** TEXTE À LIRE **
★ ★ ★ ★

Considérant que le salarié est un tiers au sens de l’article L. 227-6 du Code de commerce, la jurisprudence en déduit que les lettres de licenciement doivent, pour être valables, nécessairement être signées par le président de la SAS ou bien par un directeur général ou un directeur général délégué, à la double condition que la délégation soit prévue dans les statuts et qu’elle ait été publiée au RCS.
Cette jurisprudence sévère mais fondée conduit donc à prononcer la nullité du licenciement à chaque fois que la lettre a été signée par :
- un directeur général ou un directeur général délégué dont le nom n’apparaît pas au K-Bis ;
- ou par un salarié (manager, directeur régional…) qui ne peut apporter la preuve d’une délégation ou d’une subdélégation valable, notamment en raison d’une rupture dans la chaîne des délégations successives.
En revanche, de manière tout à fait contestable, plusieurs arrêts récents vont bien au-delà en exigeant tantôt une publicité au RCS du nom des subdélégués, tantôt une désignation par les statuts de la personne habilitée à signer les lettres de licenciements.
Cette jurisprudence infondée expose les SAS à une insécurité juridique lourde de conséquences, le prononcer de la nullité des licenciements conduisant à la réintégration du salarié concerné ou à son indemnisation comme si son licenciement était dépourvu de cause réelle et sérieuse. Elle procède de deux confusions :
- la première, entre les représentants légaux de la SAS et les titulaires d’une délégation de pouvoirs ;
- la seconde, entre les personnes dont le nom doit être publié au RCS et celles qui ne sont pas soumises à cette obligation.
Première confusion : représentant légal et délégataire de pouvoir
Les arrêts discutés reposent sur une confusion entre :
- d’une part, la représentation légale de la société : c’est-à-dire l’attribution à certaines personnes, appelées représentants légaux, du pouvoir d’engager à titre habituel la personne morale vis-à-vis des tiers ;
- et, d’autre part, les délégations de compétences ou de pouvoirs : c’est-à-dire les délégations octroyées par le ou les représentants légaux à d’autres personnes en vue d’exercer au nom de la personne morale certains pouvoirs limités dans un ou plusieurs domaines déterminés.
S’il est vrai que la représentation légale de la société s’apparente, dans une certaines mesure, à une délégation générale du pouvoir de représenter la personne morale à l’égard des tiers, il ne s’agit pas d’une délégation de pouvoir au sens strict du terme, mais de la mise en œuvre des mécanismes légaux de représentation de la personne morale. Or, s’agissant des SAS, la loi prévoit que la personne morale est représentée à l’égard des tiers par un président ou, selon une stipulation des statuts, par un directeur général ou un directeur général délégué. Dans cette logique, ces derniers ne sont pas des délégués du président, mais des représentants légaux de la SAS.

★ ★ ★ ★

** Entrées enregistrées **
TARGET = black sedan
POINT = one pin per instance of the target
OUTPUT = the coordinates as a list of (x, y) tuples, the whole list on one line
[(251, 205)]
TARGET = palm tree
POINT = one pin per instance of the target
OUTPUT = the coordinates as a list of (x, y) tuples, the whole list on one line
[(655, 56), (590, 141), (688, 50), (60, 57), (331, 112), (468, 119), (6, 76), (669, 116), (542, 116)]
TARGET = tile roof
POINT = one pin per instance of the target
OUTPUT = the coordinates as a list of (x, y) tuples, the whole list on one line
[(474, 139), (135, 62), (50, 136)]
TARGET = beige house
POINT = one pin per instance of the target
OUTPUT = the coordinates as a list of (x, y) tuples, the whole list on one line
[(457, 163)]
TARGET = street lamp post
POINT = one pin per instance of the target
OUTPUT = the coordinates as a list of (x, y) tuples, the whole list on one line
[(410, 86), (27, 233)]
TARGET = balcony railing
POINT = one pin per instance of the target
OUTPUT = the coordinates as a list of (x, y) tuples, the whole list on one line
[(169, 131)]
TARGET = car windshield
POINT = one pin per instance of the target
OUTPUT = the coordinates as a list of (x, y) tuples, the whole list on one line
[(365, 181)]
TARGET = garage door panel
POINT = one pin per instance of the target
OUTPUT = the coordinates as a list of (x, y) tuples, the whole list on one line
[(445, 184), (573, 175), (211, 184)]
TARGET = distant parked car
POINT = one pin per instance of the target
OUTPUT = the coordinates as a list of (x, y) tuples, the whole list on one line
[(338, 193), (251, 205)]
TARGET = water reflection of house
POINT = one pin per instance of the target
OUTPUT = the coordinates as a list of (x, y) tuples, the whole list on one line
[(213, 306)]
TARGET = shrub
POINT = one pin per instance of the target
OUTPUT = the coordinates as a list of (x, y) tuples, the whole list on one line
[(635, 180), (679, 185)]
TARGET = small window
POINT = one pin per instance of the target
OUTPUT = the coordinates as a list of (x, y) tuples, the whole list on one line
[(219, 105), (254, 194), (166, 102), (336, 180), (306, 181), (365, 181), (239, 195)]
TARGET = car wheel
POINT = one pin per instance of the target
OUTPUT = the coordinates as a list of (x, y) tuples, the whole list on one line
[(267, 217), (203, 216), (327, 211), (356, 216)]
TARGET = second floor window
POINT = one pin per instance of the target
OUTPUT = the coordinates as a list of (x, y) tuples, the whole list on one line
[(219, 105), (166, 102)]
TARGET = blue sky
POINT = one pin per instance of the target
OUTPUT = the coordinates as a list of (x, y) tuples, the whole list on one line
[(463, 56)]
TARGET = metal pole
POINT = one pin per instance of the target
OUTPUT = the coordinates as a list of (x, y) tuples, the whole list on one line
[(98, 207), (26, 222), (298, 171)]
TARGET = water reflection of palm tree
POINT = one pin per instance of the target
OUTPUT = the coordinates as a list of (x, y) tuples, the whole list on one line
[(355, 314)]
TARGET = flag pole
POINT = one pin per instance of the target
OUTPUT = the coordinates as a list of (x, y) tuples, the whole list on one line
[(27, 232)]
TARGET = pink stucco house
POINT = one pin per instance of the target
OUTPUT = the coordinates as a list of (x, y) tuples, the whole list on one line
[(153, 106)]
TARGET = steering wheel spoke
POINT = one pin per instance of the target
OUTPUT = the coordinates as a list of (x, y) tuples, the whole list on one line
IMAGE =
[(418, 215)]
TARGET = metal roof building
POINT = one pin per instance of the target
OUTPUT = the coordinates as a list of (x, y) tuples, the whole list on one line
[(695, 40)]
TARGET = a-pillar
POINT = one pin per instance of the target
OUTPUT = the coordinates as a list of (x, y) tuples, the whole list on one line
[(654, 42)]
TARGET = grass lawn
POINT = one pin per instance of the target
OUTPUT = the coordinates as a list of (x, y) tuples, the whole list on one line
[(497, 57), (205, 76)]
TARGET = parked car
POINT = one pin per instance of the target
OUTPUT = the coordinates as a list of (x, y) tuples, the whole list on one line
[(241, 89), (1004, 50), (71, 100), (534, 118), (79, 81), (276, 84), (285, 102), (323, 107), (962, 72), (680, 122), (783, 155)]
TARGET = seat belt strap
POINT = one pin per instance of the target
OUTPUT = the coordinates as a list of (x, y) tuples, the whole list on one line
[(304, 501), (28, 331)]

★ ★ ★ ★

** CONSIGNES **
(1) Répondez à ces questions d'après le texte sur les lettres de licenciement :
(a) Par qui les lettres de licenciement doivent-elles être signées pour être valables ?
(b) À quoi conduit la nullité des licenciements pour le salarié concerné ?
(c) Selon la loi, par qui une SAS est-elle représentée à l'égard des tiers ?
(2) Transformez en CSV à deux colonnes, enonce et resultat, les enregistrements allant de la ligne contenant "TARGET = flag pole" à la ligne contenant "[(153, 106)]", ces deux lignes comprises. Faites une ligne par enregistrement, avec son texte et sa réponse placés chacun dans un champ entre guillemets, et remplacez les retours à la ligne par des espaces.
Les enregistrements n'ont aucun rapport avec le texte sur les lettres de licenciement.

** RÉPONSES **
(1)
(a) Par le président de la SAS, ou par un directeur général ou un directeur général délégué, à condition que la délégation soit prévue dans les statuts et publiée au RCS.
(b) À sa réintégration ou à son indemnisation comme si son licenciement était dépourvu de cause réelle et sérieuse.
(c) Par un président ou, selon une stipulation des statuts, par un directeur général ou un directeur général délégué.

(2)
enonce,resultat
"TARGET = flag pole POINT = one pin per instance of the target OUTPUT = the coordinates as a list of (x, y) tuples, the whole list on one line","[(27, 232)]"
"TARGET = pink stucco house POINT = one pin per instance of the target OUTPUT = the coordinates as a list of (x, y) tuples, the whole list on one line","[(153, 106)]"